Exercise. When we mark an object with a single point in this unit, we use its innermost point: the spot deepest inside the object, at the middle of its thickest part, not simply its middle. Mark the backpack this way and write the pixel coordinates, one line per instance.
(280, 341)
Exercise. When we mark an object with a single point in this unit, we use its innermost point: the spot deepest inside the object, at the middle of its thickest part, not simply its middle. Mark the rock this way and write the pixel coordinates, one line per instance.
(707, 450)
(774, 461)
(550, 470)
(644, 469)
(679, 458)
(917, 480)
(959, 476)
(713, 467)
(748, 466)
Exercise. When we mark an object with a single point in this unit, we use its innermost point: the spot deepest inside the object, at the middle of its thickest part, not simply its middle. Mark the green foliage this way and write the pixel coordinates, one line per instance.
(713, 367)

▸ **Given instruction**: Convert every line of the entries above into a JSON list of strings, one string per line, and leave out any blank lines.

▸ **Solution for this exercise**:
[
  "Exercise. When we mark an object with a single point in this unit, we use its innermost point: the spot deepest inside the object, at the middle of its thickest part, not simply its middle. Mark the backpack this way and write the pixel coordinates, one line per instance.",
  "(280, 341)",
  "Exercise. When we mark an object with a single point in this unit, we use its innermost point: the spot deepest inside the object, at the middle of its thickest part, not simply its middle. Mark the rock this way and write the pixel coordinates, one line per instance.",
  "(707, 450)",
  "(774, 461)",
  "(550, 470)",
  "(644, 469)",
  "(679, 458)",
  "(917, 480)",
  "(959, 476)",
  "(713, 467)",
  "(748, 466)",
  "Exercise. When we mark an object with a single point in this unit, we use its innermost point: the spot deepest inside the object, at the middle of its thickest part, not simply its middle. Mark the green foliage this way and write the pixel coordinates, one line per instance.",
  "(713, 367)"
]